## Exercise requirements
Among the entries below, find each line holding "bowl" and return it.

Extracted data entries
==========

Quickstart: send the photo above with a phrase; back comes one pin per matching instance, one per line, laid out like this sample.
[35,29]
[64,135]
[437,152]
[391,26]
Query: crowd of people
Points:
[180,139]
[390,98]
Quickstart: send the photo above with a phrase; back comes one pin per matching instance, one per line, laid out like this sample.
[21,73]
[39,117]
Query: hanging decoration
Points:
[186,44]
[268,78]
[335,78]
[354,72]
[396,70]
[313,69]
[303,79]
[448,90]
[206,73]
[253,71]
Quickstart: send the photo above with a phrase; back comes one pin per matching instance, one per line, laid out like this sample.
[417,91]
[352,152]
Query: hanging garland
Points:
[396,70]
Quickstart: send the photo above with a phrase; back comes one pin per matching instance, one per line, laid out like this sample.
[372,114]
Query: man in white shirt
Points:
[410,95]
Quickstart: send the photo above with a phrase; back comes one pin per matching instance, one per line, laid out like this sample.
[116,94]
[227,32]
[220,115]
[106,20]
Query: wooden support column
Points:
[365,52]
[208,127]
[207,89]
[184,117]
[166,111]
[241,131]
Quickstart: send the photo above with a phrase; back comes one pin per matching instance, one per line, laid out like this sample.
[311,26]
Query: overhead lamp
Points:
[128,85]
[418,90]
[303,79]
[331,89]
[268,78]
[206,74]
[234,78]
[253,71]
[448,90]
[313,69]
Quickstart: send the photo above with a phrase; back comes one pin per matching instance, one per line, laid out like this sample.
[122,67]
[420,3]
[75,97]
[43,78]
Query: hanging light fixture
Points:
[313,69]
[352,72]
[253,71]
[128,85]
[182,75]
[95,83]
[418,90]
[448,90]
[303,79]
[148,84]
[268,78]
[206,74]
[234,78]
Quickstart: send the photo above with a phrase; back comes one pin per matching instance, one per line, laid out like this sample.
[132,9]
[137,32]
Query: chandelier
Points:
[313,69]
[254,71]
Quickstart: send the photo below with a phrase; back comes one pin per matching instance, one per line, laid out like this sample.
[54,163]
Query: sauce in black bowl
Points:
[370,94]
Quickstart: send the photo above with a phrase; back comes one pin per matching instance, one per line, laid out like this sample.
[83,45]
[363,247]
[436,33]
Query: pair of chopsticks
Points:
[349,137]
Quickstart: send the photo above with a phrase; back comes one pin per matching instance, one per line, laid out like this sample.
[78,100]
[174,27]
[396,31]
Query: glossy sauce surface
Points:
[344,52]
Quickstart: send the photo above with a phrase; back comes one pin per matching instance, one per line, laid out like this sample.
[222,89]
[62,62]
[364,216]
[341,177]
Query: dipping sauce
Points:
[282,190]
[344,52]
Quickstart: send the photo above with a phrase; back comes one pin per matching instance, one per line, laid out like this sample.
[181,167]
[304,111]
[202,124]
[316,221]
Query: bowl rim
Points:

==========

## Solved exercise
Query: sauce in black bowl
Query: bowl rim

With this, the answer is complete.